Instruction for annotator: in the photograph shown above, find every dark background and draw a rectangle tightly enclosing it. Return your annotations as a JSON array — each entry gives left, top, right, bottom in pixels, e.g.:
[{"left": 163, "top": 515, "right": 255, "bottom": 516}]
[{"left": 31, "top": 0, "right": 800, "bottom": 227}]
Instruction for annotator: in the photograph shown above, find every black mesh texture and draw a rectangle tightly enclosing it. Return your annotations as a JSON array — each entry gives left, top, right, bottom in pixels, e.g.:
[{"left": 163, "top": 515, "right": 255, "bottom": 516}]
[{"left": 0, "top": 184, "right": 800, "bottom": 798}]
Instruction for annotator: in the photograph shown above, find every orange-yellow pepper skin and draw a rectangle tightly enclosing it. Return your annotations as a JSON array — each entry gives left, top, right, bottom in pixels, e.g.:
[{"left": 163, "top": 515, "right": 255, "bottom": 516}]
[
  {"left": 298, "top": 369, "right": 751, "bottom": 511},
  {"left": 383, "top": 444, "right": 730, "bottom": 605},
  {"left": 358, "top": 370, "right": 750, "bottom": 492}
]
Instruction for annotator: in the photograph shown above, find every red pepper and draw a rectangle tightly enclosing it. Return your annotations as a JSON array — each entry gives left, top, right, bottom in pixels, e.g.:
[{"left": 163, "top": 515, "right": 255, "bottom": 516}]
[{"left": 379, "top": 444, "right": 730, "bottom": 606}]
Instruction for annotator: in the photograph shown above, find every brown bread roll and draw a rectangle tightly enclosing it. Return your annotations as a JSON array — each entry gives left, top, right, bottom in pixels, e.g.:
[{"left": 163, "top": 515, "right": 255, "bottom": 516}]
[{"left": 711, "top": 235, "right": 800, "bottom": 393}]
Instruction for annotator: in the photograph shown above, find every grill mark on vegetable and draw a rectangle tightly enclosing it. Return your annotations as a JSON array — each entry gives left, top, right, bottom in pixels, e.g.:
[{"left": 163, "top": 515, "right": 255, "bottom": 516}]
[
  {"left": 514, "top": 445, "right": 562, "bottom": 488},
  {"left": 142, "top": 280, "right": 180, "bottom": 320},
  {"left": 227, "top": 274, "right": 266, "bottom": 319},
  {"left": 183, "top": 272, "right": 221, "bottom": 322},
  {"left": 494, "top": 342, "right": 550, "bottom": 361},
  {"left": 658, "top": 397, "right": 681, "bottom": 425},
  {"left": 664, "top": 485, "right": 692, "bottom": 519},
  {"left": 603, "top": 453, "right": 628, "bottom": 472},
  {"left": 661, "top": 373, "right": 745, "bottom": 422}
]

★ ★ ★

◆ **Stated problem**
Reproduce everything from the line containing "find every brown" down to the end of the records, requests included, with each pixel coordinate in the answers multiplied by 0.9 and rounded to a whole number (halves round up). Leave the numbers in the requests and their sample arrays unchanged.

◆ **Result of the task**
Instruction for annotator: in the photograph shown above, find every brown bread roll and draw a rectangle tightly enclosing it. Return your annotations as a JSON array — each entry gives left, top, right, bottom in pixels, e.g.:
[{"left": 163, "top": 515, "right": 255, "bottom": 516}]
[{"left": 640, "top": 212, "right": 720, "bottom": 354}]
Instruction for annotator: in the photograph shown above, find every grill mark on vegetable and draw a rectangle tightly enclosing it. Return your annotations as a JSON array — each entry gives left, top, right, bottom in pixels, e.g.:
[{"left": 163, "top": 515, "right": 255, "bottom": 516}]
[
  {"left": 463, "top": 401, "right": 506, "bottom": 439},
  {"left": 128, "top": 252, "right": 162, "bottom": 288},
  {"left": 204, "top": 247, "right": 239, "bottom": 287},
  {"left": 165, "top": 245, "right": 199, "bottom": 290},
  {"left": 445, "top": 308, "right": 495, "bottom": 325},
  {"left": 592, "top": 357, "right": 613, "bottom": 383},
  {"left": 598, "top": 437, "right": 623, "bottom": 467},
  {"left": 543, "top": 408, "right": 565, "bottom": 425},
  {"left": 595, "top": 336, "right": 671, "bottom": 380}
]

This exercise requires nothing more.